*Supplied data*.
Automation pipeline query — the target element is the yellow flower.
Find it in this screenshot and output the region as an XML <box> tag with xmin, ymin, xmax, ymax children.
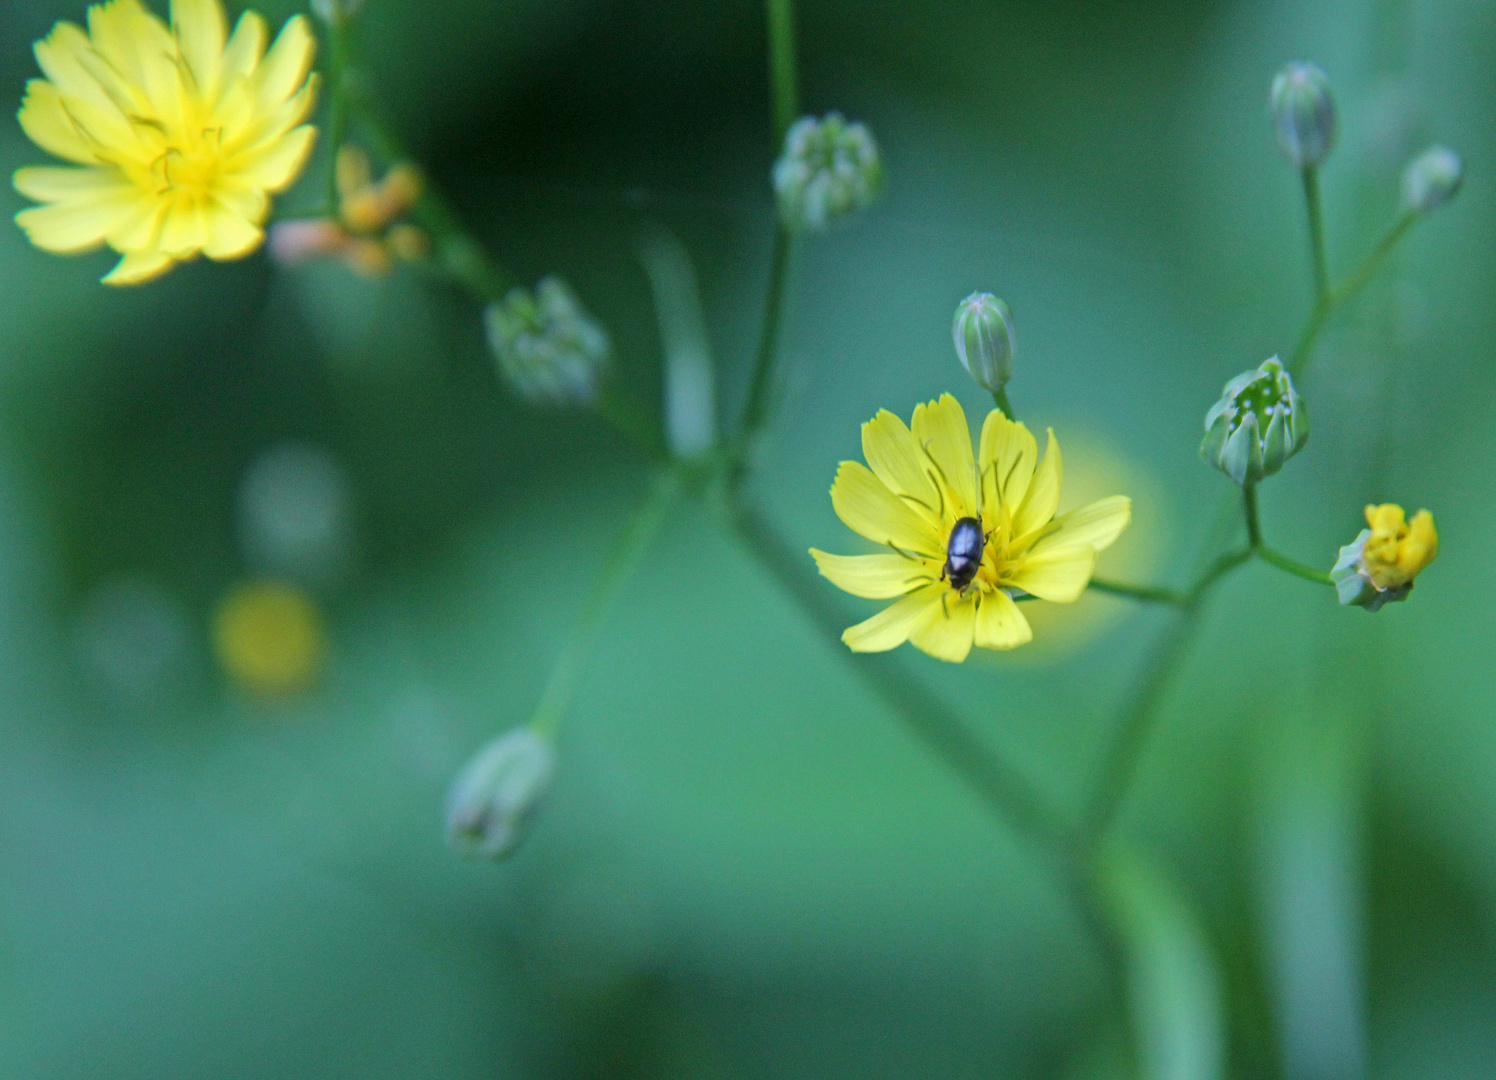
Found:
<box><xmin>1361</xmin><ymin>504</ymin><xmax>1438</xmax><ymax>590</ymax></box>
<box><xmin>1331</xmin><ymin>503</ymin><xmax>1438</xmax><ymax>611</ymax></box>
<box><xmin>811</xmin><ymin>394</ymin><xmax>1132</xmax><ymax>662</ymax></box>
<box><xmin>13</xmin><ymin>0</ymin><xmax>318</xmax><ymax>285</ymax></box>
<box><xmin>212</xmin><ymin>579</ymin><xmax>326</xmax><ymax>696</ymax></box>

*Task*.
Would you return the entries verbatim, minus any images?

*Finished task*.
Automation pipeline query — the target element is the yellow flower.
Find it in this screenshot and output the region as an XML <box> tag with xmin, ymin, xmax, ymax children.
Found:
<box><xmin>1361</xmin><ymin>504</ymin><xmax>1438</xmax><ymax>590</ymax></box>
<box><xmin>1331</xmin><ymin>503</ymin><xmax>1438</xmax><ymax>611</ymax></box>
<box><xmin>811</xmin><ymin>394</ymin><xmax>1132</xmax><ymax>662</ymax></box>
<box><xmin>13</xmin><ymin>0</ymin><xmax>318</xmax><ymax>285</ymax></box>
<box><xmin>212</xmin><ymin>579</ymin><xmax>326</xmax><ymax>696</ymax></box>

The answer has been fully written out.